**DATA SHOWN**:
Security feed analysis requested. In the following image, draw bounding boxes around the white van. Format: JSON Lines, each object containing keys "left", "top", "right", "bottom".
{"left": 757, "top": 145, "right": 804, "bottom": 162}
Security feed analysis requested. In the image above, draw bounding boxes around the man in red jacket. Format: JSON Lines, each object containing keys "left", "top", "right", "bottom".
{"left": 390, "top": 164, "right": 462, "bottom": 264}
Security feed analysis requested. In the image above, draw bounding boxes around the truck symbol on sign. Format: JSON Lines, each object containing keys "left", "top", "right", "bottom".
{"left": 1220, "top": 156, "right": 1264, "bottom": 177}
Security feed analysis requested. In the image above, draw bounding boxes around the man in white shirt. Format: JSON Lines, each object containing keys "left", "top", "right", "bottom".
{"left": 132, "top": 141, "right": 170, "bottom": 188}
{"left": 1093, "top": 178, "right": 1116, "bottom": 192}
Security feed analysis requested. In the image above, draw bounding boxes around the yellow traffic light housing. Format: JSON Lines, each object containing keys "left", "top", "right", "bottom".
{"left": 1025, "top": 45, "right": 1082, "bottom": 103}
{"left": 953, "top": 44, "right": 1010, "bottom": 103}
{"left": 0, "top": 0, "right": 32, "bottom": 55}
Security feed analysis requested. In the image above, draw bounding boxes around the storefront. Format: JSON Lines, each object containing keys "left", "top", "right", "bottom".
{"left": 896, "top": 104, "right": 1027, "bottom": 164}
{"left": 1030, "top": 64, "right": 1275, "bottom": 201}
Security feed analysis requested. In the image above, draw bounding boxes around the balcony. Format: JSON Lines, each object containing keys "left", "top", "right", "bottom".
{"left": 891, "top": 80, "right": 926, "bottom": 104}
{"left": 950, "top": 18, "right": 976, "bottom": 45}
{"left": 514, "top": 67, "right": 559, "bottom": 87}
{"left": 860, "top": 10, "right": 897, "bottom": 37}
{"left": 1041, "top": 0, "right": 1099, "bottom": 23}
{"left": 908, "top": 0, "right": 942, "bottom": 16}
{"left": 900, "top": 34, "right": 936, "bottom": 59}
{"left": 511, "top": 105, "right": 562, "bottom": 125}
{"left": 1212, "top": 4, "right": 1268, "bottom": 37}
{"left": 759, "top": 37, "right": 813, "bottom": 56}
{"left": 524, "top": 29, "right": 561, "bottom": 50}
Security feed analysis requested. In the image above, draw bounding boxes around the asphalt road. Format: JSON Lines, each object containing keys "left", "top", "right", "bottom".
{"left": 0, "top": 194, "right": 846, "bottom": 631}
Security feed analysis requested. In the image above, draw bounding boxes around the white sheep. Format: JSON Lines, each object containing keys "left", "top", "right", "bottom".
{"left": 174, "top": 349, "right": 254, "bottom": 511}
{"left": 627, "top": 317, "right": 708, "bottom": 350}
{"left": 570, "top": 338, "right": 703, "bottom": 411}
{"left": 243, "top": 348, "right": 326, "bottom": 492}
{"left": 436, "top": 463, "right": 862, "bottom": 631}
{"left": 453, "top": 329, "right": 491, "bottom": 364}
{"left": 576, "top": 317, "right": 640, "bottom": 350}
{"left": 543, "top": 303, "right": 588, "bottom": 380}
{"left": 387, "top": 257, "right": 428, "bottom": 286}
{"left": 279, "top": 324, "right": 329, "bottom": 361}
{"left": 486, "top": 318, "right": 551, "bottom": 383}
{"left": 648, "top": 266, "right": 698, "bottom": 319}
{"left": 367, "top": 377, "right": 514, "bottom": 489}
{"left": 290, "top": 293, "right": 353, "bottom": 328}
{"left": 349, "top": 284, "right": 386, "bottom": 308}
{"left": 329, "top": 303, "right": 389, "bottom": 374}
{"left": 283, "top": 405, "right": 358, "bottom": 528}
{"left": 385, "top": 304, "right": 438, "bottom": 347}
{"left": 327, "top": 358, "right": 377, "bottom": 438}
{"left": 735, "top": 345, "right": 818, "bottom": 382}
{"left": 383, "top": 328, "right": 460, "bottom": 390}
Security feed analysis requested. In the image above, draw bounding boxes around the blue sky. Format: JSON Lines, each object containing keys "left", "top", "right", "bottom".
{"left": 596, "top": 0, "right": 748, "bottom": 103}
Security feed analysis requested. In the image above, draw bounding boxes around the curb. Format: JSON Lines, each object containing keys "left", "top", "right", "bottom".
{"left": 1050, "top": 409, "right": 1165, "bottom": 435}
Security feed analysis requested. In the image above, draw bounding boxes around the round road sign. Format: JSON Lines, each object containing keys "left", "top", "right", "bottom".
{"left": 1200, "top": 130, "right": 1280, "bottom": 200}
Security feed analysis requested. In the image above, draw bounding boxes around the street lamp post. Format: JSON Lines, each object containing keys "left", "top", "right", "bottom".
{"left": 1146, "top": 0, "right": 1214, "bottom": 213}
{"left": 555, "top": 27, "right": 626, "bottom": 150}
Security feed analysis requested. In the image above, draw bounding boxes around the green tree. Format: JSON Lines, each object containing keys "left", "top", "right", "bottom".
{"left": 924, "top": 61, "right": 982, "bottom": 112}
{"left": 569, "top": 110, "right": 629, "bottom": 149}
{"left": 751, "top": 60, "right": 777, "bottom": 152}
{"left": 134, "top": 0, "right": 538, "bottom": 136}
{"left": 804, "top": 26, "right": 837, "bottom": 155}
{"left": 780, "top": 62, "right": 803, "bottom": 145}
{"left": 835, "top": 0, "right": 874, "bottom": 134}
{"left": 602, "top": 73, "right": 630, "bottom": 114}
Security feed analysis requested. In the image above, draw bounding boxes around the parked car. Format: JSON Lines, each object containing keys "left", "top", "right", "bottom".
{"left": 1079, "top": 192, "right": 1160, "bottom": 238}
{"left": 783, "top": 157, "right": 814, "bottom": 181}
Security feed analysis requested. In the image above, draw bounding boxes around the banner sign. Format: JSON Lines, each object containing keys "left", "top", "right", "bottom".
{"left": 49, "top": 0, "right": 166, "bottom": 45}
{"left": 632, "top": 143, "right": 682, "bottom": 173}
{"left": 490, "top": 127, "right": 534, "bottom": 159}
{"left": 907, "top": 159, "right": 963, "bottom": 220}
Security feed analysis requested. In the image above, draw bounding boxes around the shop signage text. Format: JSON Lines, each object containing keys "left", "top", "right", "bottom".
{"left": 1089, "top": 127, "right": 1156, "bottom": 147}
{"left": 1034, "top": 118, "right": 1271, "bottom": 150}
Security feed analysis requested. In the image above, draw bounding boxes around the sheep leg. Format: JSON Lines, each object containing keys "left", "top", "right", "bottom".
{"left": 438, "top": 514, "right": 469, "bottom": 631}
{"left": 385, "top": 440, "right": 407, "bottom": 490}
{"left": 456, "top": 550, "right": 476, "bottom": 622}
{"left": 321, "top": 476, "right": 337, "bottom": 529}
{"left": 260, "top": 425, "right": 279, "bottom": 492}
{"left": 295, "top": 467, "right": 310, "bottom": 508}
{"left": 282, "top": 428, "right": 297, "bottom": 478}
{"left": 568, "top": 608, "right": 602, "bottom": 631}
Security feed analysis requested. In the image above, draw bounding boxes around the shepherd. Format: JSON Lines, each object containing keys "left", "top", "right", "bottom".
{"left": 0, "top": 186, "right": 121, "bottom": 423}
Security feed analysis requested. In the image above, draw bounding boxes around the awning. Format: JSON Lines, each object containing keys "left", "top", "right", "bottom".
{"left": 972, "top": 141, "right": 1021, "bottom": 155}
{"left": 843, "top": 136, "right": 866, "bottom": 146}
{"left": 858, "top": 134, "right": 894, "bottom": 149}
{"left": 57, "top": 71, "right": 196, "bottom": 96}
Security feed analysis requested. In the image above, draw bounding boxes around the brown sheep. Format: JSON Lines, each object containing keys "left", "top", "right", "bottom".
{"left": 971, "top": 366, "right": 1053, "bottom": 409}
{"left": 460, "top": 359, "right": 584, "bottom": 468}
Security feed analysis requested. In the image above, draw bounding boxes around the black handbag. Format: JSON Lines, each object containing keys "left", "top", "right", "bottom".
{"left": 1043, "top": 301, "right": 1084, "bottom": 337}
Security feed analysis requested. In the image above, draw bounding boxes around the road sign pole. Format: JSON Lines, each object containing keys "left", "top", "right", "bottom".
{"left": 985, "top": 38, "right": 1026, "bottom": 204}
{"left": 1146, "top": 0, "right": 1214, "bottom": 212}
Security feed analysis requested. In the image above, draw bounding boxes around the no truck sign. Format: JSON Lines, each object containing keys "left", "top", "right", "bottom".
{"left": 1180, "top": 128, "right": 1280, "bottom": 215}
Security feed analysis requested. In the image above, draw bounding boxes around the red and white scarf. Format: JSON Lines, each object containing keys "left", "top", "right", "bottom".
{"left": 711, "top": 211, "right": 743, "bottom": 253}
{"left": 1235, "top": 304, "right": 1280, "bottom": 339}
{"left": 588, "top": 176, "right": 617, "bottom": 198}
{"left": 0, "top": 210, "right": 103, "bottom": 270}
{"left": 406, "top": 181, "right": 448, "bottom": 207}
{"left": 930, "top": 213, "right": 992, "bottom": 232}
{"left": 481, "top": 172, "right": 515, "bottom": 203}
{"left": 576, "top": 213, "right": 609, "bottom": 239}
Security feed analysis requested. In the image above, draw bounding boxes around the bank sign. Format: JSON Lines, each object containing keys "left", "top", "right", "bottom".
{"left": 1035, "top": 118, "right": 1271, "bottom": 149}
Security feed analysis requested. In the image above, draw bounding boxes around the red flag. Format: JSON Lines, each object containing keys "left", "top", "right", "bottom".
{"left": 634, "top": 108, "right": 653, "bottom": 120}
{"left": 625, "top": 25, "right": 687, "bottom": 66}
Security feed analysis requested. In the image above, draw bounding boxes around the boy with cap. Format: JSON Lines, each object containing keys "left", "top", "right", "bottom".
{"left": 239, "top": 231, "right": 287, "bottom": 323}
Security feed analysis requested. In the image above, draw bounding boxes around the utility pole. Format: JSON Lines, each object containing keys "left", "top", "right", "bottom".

**WHAT THE EXERCISE ASKS**: Every line from the one holding "around the bank" through the last line of the listing above should be set down exactly, and nothing more.

**REPLY TO THE EXERCISE**:
Security feed analysis requested. In the image above, draw bounding boxes around the bank sign. Format: JSON Lines, each object containing keys "left", "top", "right", "bottom".
{"left": 1035, "top": 118, "right": 1271, "bottom": 149}
Security feed analysis requested. In the image above, draw bounding boxes around the red flag. Format: JSON Lines, each object containing keys "left", "top", "right", "bottom".
{"left": 634, "top": 108, "right": 653, "bottom": 120}
{"left": 625, "top": 25, "right": 687, "bottom": 66}
Security feed analysis requested. In the image above, draw bounding boxes around the boy with cap. Format: JSON Lines, each object containing keys "left", "top", "right", "bottom".
{"left": 239, "top": 231, "right": 287, "bottom": 323}
Security feed analysis requested. In the image above, draw bounding boxes around the utility pole. Format: JSON Lines, each object containing keys "left", "top", "right", "bottom".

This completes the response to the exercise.